EXTRACT TO READ:

The legislative judgment balances the interests of government in "the protection, security, and benefit of the people" (N.J. Const., art. I, P 2) with other goals of the sentencing process. Timoldi at least implicitly accepted the statutory condition when he became Superintendent of Parks and Recreation, a post in which, as the record provided us here shows, his youth-related duties were significant. The condition was later recognized by Timoldi explicitly and without reservation when the negotiated plea was entered.
To sustain a claim that punishment is cruel and unusual, a "substantial" showing must be made that it shocks the general conscience, violates principles of fundamental fairness, is grossly disparate to the offense, or goes beyond what is reasonably calculated as necessary to a legitimate penal aim. See State v. Des Marets, 92 N.J. 62, 455 A.2d 1074 (1983); State v. Fearick, 69 N.J. 32, 350 A.2d 227 (1976); State v. Hampton, 61 N.J. 250, 294 A.2d 23 (1972). That substantial showing has not been made.

RECORDED DATA:

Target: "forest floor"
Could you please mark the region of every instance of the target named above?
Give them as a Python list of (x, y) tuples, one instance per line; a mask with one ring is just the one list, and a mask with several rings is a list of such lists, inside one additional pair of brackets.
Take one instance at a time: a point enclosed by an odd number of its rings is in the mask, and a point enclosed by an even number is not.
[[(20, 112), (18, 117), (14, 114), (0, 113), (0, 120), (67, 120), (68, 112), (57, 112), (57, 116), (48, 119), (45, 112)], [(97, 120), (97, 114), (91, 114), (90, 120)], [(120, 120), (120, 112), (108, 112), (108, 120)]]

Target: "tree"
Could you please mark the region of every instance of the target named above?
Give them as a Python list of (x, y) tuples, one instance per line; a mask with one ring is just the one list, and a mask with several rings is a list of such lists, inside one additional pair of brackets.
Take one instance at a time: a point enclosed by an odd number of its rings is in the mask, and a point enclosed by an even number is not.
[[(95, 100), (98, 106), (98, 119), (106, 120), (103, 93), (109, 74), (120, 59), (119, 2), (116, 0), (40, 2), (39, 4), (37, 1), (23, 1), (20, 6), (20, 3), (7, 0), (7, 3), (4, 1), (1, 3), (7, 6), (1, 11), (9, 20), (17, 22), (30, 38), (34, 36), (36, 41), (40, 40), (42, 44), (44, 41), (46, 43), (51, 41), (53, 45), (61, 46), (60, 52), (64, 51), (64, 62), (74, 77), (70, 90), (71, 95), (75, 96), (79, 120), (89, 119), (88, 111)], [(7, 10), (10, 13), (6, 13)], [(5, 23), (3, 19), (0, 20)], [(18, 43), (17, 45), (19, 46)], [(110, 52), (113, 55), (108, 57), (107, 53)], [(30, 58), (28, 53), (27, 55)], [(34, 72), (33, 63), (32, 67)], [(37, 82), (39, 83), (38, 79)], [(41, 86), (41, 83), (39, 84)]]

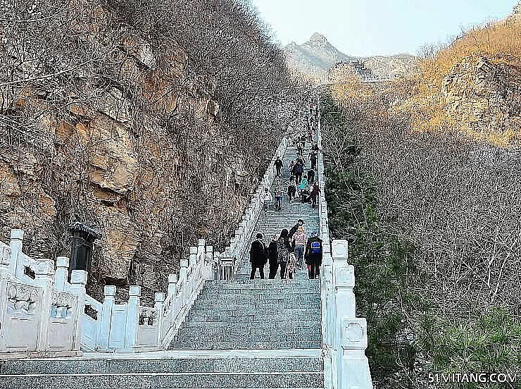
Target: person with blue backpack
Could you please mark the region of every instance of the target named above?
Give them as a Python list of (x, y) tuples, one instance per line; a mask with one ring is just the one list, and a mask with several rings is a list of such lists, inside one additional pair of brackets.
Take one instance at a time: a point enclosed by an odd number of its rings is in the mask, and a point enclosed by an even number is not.
[(306, 264), (308, 265), (309, 279), (313, 280), (320, 276), (320, 266), (322, 266), (322, 239), (318, 237), (318, 233), (313, 231), (310, 234), (306, 245), (304, 252)]

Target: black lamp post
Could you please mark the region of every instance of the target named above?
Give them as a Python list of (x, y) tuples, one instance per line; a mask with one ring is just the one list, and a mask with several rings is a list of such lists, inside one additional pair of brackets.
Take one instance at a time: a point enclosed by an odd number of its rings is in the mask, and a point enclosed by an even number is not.
[(70, 273), (73, 270), (84, 270), (87, 273), (90, 272), (92, 244), (94, 240), (101, 237), (96, 230), (79, 221), (69, 226), (69, 232), (73, 234), (68, 277), (70, 281)]

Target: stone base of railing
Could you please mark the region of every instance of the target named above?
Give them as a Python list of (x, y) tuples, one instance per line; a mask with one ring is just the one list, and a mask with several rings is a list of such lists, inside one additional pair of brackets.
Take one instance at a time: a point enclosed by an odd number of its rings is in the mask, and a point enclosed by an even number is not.
[(81, 351), (32, 351), (0, 352), (0, 361), (2, 359), (39, 359), (43, 358), (73, 358), (81, 357)]

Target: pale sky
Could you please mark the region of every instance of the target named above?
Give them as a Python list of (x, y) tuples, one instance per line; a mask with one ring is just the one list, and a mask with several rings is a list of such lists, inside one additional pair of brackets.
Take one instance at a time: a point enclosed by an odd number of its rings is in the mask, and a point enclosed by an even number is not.
[(251, 0), (277, 40), (320, 32), (348, 55), (418, 54), (462, 28), (510, 14), (517, 0)]

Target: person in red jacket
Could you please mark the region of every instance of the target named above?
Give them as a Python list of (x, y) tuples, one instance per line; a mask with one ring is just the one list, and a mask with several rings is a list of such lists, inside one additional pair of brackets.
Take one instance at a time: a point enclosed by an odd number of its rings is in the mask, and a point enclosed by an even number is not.
[(310, 195), (311, 196), (311, 206), (313, 208), (315, 208), (317, 206), (317, 197), (318, 197), (318, 194), (320, 192), (320, 188), (318, 187), (318, 183), (315, 183), (315, 185), (313, 185), (313, 190), (311, 190), (311, 193)]

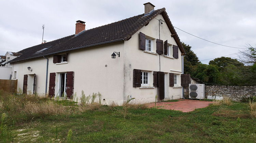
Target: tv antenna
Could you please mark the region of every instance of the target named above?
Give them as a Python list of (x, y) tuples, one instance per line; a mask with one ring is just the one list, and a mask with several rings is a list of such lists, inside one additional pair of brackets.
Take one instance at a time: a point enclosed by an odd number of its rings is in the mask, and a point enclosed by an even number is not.
[(43, 38), (42, 39), (42, 43), (43, 43), (43, 40), (44, 39), (44, 25), (43, 25), (42, 29), (43, 29)]

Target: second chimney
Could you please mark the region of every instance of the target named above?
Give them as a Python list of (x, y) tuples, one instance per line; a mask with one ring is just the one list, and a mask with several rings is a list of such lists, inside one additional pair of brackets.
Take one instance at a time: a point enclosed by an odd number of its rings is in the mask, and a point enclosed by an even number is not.
[(85, 25), (84, 24), (85, 22), (81, 20), (76, 21), (75, 23), (75, 34), (77, 34), (79, 32), (85, 29)]
[(143, 4), (145, 5), (145, 13), (148, 13), (152, 10), (154, 10), (155, 5), (148, 2)]

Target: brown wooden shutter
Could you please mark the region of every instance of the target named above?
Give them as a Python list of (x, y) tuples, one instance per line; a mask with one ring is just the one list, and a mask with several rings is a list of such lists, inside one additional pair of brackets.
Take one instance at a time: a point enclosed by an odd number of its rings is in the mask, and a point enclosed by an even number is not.
[(173, 58), (179, 59), (179, 47), (177, 46), (173, 45)]
[(163, 42), (159, 39), (156, 39), (156, 53), (159, 54), (163, 54)]
[(163, 44), (164, 50), (165, 50), (165, 55), (167, 55), (167, 51), (168, 51), (168, 45), (167, 44), (167, 41), (165, 41)]
[(68, 98), (73, 98), (74, 92), (74, 72), (67, 72), (66, 93)]
[(60, 63), (61, 60), (61, 56), (60, 55), (54, 55), (53, 56), (53, 63)]
[(146, 50), (146, 35), (141, 32), (140, 32), (140, 49)]
[(27, 94), (27, 89), (28, 87), (28, 75), (24, 75), (23, 78), (23, 93)]
[(133, 87), (141, 86), (141, 70), (133, 69)]
[(169, 73), (169, 86), (174, 86), (174, 74), (173, 73)]
[(188, 86), (189, 84), (190, 83), (190, 74), (182, 74), (181, 75), (181, 86), (183, 87)]
[(33, 83), (33, 94), (35, 94), (35, 74), (34, 74), (34, 80)]
[(49, 97), (54, 97), (55, 95), (55, 73), (50, 73), (50, 81), (49, 82)]
[(165, 98), (165, 73), (158, 72), (158, 85), (159, 90), (159, 100)]
[(153, 72), (153, 86), (158, 87), (158, 72)]

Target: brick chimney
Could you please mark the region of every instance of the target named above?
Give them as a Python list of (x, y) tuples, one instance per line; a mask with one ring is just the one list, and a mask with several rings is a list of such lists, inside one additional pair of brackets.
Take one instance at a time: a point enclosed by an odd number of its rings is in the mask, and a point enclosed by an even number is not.
[(145, 13), (148, 13), (152, 10), (154, 10), (155, 5), (148, 2), (143, 4), (145, 5)]
[(85, 22), (81, 20), (76, 21), (75, 23), (75, 34), (77, 34), (79, 32), (85, 29), (85, 25), (84, 24)]

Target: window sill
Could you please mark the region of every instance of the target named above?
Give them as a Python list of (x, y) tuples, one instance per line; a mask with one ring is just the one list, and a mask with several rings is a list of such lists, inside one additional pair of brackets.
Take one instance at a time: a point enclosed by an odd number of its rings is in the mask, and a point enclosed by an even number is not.
[(182, 86), (174, 86), (172, 87), (173, 88), (182, 88)]
[(168, 58), (171, 59), (174, 59), (174, 58), (172, 58), (172, 57), (170, 57), (170, 56), (168, 56), (166, 55), (163, 55), (163, 57), (164, 57)]
[(56, 63), (55, 64), (56, 65), (59, 65), (60, 64), (67, 64), (68, 63), (68, 62), (61, 62), (59, 63)]
[(150, 53), (150, 54), (154, 54), (155, 55), (157, 55), (158, 54), (157, 53), (154, 53), (154, 52), (152, 52), (151, 51), (146, 51), (145, 50), (144, 50), (143, 51), (144, 52), (145, 52), (145, 53)]
[(151, 86), (141, 86), (140, 87), (140, 89), (154, 89), (155, 87), (151, 87)]

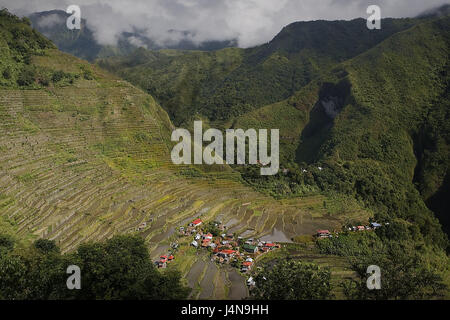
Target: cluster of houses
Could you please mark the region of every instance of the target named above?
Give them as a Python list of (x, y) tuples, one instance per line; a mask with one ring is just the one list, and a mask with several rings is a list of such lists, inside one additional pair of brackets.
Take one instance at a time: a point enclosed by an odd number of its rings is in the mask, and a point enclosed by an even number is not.
[[(389, 224), (388, 222), (385, 223), (385, 225), (388, 225), (388, 224)], [(347, 230), (357, 232), (357, 231), (375, 230), (375, 229), (378, 229), (381, 227), (382, 227), (382, 224), (380, 224), (378, 222), (371, 222), (367, 226), (351, 226), (351, 227), (348, 227)], [(336, 232), (336, 234), (337, 234), (337, 232)], [(328, 230), (317, 230), (316, 237), (317, 238), (332, 238), (333, 234)]]
[[(239, 267), (243, 273), (252, 269), (254, 258), (257, 255), (281, 247), (279, 244), (272, 242), (254, 239), (244, 240), (242, 237), (235, 237), (234, 234), (230, 233), (213, 236), (210, 232), (203, 232), (202, 224), (201, 219), (195, 219), (187, 228), (181, 227), (180, 233), (194, 236), (191, 246), (210, 249), (212, 261), (220, 264), (232, 264)], [(220, 231), (225, 230), (220, 222), (216, 222), (215, 227)]]
[(155, 264), (158, 268), (166, 268), (167, 264), (172, 262), (175, 257), (172, 254), (162, 255), (159, 257), (159, 261), (156, 261)]

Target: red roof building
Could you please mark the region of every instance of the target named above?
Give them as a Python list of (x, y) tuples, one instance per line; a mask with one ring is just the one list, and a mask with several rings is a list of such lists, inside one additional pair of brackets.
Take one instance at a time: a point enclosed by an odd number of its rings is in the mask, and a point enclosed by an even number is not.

JOB: In the court extract, what post did Timoldi take on?

OUTPUT: Superintendent of Parks and Recreation.